Task details: Rewrite every line of the data from the line containing "tower in the picture above." through the end of the data, inclusive, adding 21 to both numbers in each coordinate pair.

Exercise inputs:
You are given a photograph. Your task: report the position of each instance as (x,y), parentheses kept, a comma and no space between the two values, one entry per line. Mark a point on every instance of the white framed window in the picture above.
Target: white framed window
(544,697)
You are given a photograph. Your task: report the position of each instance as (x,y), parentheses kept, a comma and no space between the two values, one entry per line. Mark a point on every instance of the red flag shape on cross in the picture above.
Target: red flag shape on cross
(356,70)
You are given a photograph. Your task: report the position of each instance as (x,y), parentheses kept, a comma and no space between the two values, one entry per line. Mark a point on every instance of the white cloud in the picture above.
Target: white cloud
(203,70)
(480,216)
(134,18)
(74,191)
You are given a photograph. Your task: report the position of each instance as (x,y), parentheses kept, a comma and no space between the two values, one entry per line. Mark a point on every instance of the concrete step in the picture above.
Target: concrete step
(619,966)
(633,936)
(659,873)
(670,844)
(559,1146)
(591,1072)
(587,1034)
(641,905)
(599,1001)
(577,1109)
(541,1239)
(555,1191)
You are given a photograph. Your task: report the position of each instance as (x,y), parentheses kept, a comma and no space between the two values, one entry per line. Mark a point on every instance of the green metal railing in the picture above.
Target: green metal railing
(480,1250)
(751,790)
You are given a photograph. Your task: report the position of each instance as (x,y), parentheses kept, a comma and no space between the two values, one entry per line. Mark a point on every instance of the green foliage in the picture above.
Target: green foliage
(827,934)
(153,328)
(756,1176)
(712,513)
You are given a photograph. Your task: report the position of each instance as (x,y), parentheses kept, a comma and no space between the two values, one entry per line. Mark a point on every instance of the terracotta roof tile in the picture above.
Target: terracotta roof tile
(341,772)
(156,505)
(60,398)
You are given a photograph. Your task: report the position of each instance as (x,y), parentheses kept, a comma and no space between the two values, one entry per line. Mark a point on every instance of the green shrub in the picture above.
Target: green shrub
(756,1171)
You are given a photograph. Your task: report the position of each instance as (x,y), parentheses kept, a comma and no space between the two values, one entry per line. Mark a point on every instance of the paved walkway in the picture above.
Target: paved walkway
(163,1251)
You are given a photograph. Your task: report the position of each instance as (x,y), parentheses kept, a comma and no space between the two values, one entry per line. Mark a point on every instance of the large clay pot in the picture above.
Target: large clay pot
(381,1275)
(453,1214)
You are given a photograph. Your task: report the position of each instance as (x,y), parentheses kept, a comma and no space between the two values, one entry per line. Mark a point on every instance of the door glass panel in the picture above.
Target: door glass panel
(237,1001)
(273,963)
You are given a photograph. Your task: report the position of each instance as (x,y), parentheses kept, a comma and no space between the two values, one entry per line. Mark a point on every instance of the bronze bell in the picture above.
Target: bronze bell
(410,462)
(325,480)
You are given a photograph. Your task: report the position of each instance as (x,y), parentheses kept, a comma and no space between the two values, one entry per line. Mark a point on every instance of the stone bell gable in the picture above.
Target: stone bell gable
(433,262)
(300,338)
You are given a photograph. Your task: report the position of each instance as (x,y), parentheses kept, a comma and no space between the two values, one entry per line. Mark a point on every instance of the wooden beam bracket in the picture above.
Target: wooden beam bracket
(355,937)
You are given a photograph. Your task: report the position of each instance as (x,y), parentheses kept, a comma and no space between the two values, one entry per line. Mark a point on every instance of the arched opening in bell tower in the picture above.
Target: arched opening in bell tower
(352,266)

Finished answer:
You are given a photograph. Your task: report the position of each instance as (x,y), parentheses kept, a comma and no space between the two values, one entry per line. Mark a point on every instance of the arched opening in bell tower in the picture above.
Target: arched opening in bell tower
(373,287)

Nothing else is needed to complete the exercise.